§ **What to work on**: Scan the entries below and state how many lines contain "frame". No other output.

===== Material provided =====

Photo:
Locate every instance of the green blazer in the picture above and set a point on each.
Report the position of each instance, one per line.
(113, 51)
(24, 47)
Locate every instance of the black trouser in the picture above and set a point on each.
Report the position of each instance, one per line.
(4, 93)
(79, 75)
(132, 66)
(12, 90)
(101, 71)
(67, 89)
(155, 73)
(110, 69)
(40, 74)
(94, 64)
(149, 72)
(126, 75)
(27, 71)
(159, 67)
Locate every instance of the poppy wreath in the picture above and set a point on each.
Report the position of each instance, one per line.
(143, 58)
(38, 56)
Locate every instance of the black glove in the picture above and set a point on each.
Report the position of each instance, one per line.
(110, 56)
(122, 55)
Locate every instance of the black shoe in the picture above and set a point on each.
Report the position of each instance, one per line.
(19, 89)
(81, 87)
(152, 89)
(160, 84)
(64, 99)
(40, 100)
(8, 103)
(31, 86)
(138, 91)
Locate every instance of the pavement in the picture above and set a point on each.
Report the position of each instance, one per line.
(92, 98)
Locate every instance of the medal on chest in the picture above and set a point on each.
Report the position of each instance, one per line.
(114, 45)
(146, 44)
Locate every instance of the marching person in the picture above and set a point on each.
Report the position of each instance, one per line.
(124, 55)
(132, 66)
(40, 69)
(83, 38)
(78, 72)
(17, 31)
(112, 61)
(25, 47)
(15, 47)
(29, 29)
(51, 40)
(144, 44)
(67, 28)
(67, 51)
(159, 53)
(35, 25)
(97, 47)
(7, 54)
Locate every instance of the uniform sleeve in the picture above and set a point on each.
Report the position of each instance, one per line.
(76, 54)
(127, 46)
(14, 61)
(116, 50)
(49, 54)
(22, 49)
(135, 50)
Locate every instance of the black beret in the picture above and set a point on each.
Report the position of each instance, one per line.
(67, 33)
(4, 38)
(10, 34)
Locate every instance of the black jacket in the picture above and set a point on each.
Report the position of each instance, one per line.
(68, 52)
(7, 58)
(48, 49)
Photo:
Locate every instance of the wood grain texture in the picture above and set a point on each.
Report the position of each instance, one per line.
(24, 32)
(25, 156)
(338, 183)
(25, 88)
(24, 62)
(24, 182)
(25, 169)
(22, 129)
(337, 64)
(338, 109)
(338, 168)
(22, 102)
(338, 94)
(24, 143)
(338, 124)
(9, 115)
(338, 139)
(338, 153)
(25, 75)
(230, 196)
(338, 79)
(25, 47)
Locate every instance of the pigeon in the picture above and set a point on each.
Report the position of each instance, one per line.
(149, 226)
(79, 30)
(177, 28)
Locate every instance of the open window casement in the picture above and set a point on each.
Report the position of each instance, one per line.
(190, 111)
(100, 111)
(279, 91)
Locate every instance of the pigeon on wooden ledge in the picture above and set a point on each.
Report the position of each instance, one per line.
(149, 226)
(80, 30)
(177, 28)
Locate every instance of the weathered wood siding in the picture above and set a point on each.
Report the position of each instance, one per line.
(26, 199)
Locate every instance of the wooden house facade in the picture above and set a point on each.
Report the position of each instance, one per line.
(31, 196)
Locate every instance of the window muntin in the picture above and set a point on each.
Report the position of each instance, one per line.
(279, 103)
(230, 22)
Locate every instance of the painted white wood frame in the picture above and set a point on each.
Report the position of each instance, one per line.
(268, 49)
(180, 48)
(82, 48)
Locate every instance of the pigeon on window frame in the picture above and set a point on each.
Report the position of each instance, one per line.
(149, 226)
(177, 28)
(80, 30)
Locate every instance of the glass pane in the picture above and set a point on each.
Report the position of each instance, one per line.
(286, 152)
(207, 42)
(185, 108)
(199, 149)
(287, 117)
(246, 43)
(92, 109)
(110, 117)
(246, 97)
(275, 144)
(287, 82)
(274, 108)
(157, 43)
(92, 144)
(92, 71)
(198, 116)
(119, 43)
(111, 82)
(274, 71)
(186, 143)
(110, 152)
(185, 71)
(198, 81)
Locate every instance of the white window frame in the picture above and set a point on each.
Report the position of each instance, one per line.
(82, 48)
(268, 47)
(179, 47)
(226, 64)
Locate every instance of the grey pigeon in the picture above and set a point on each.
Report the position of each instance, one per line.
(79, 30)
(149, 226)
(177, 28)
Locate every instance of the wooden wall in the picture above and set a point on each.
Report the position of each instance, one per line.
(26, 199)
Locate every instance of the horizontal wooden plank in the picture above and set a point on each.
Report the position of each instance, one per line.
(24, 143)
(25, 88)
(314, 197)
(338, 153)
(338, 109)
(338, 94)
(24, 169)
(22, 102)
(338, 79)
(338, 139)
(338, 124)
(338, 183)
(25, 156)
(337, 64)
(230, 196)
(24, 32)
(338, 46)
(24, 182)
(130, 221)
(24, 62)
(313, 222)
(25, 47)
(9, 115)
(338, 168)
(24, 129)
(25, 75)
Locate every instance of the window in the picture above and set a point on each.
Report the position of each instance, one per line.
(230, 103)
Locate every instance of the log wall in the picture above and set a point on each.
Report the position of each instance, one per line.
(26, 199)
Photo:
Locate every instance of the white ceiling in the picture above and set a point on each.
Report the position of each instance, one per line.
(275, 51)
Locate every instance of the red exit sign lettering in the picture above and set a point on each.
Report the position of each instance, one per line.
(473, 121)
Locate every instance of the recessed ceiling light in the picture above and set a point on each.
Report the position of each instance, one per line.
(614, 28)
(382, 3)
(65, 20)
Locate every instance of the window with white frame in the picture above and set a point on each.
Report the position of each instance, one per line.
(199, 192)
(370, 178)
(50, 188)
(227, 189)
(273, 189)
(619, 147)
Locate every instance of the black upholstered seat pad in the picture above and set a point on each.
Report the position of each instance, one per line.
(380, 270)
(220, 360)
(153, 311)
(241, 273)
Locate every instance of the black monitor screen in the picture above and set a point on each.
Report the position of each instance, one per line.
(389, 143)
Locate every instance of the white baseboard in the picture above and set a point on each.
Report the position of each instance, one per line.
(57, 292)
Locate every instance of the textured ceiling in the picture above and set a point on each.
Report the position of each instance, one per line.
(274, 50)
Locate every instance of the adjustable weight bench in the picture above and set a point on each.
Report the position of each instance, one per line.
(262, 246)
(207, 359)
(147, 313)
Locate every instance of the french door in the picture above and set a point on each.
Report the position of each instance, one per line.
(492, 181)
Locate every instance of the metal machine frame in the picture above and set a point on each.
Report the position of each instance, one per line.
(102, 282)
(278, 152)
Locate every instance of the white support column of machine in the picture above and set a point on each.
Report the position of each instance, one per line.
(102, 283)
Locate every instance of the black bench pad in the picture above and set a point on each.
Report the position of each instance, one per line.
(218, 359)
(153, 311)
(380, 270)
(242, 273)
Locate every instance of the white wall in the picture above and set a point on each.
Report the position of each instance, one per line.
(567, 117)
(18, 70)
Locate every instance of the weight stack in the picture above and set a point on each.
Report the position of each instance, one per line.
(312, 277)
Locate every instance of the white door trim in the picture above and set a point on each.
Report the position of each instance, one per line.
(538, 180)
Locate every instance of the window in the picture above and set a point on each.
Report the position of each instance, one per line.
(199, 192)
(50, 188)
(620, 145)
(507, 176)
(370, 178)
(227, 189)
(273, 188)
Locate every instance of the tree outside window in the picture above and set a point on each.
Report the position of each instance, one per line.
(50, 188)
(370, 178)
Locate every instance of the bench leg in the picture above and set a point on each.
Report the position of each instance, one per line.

=====

§ **Reply**: 5